▶ _Task list_:
[A] Answer these questions about the essay on going home for the holidays:
(i) How long does the writer say everyone was stuck at home during quarantine?
(ii) Which group of students does the writer single out as having a harder time going home?
(iii) What do the writer's parents both have that makes the coronavirus more threatening to them?
[B] Retype the holiday essay from "Besides the financial" down to "from the coronavirus.", keeping every word and mark unchanged.
[C] Write what comes next in the essay on going home for the holidays, picking up after its final sentence.

▶ _Text for analysis_:
++++

For me, going home isn’t so bad. I am lucky enough to have a space of my own at home, separated from my parents, both of whom have health issues that make the coronavirus even more threatening.

I can be with them when I want to, and I have the ability to take a break from them as well. I love my family, but let’s face it, like most families, they can be pretty irritating sometimes.

But for many others, I know that going home is not so easy, especially for my fellow Terriers who live abroad.

Besides the financial burden of travel, and the risks associated with it during a pandemic, there is a mental toll that comes with a return to home. Not long ago, we were all stuck at home for more than six months during quarantine—I doubt that any of us have forgotten that.

For many, the retreat from Wofford means walking into familial conflicts, isolation, economic hardship or potentially unsafe situations. It means sacrificing your mental health just to have a break from classes.

Everyone’s holiday experiences are different, but this year, everyone’s holiday experiences will be different. Not only are we navigating the normal holiday stress, but we will be reckoning with everything 2020 has to offer, all while being stuck at home in order to protect ourselves and others from the coronavirus.

++++

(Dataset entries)
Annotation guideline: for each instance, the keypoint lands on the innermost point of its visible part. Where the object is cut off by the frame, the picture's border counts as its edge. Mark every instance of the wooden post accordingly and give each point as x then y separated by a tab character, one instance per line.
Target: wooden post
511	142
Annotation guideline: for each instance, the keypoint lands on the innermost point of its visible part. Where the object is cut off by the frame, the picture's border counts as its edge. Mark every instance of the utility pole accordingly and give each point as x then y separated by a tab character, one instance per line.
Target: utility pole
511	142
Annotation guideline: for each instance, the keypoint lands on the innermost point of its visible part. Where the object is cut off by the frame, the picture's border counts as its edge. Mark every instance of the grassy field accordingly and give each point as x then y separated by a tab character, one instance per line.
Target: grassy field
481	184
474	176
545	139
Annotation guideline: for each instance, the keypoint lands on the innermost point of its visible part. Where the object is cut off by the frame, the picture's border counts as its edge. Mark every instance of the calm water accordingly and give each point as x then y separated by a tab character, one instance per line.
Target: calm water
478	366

++++

▶ _Your written answers_:
[A]
(i) More than six months.
(ii) The writer's fellow Terriers who live abroad.
(iii) Health issues.

[B]
Besides the financial burden of travel, and the risks associated with it during a pandemic, there is a mental toll that comes with a return to home. Not long ago, we were all stuck at home for more than six months during quarantine—I doubt that any of us have forgotten that.

For many, the retreat from Wofford means walking into familial conflicts, isolation, economic hardship or potentially unsafe situations. It means sacrificing your mental health just to have a break from classes.

Everyone’s holiday experiences are different, but this year, everyone’s holiday experiences will be different. Not only are we navigating the normal holiday stress, but we will be reckoning with everything 2020 has to offer, all while being stuck at home in order to protect ourselves and others from the coronavirus.

[C]
I know everyone feels this too. It’s a little scary, and a lot to think about. Even for those who don’t feel welcome or at home at Wofford (as seen in the testimonies from @blackatwofford) that doesn’t mean that going home is any easier. Maybe it is, maybe it isn’t; everyone’s experiences are different.

As we prepare for our final days of our first semester, let’s work together to focus on the one shining light at the end of the tunnel: when we come back to school in January, 2020 will be over.

With a new year comes a fresh start and a resurgence of hope. That does not mean that the fight for racial justice is slowing down anytime soon, or that COVID-19 is going to disappear when the ball drops on New Year’s Eve. But hopefully it gives us a chance to reflect on what we have learned this year, and what we can do to fix in the future.

2020 is a lesson, and 2021 gives us a new year to show what we’ve learned.